## BEGIN Supplied entries

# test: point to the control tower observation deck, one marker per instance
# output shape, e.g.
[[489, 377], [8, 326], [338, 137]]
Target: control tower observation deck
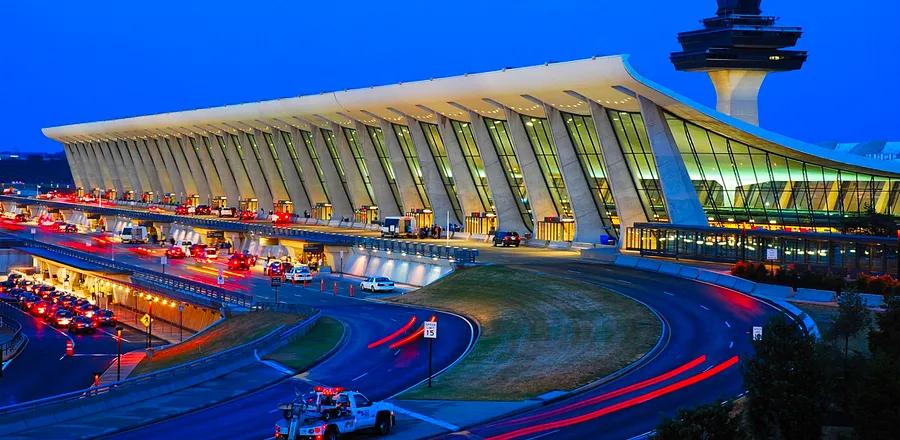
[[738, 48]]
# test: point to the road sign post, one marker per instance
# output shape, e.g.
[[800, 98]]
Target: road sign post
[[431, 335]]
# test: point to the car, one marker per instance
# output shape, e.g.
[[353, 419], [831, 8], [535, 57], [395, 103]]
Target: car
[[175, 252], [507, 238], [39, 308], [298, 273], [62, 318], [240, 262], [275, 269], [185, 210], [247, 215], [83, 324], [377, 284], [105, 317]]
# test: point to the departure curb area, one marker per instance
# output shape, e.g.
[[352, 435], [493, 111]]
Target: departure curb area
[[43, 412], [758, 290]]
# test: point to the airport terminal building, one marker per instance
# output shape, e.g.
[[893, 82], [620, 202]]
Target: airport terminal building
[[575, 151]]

## END Supplied entries

= Task to complete =
Write out the material word for word, beginning at its first line and stopping after the line that contains "284], [105, 317]]". Leave any pictures out of your answer.

= Result for this exercise =
# test: point to the control tower observation deck, one marker per instance
# output shape, e.g.
[[489, 377], [8, 326], [338, 137]]
Target: control tower observation deck
[[738, 48]]
# test: point to the road sign post, one marker per instance
# output shape, e.g.
[[800, 98]]
Target: road sign post
[[431, 335]]
# test: point to the car, one marker per instance
# output shape, e.g.
[[353, 419], [831, 8], [535, 57], [395, 103]]
Target: car
[[175, 252], [507, 238], [39, 308], [298, 273], [62, 318], [240, 262], [275, 269], [185, 210], [247, 215], [83, 324], [377, 284], [105, 317]]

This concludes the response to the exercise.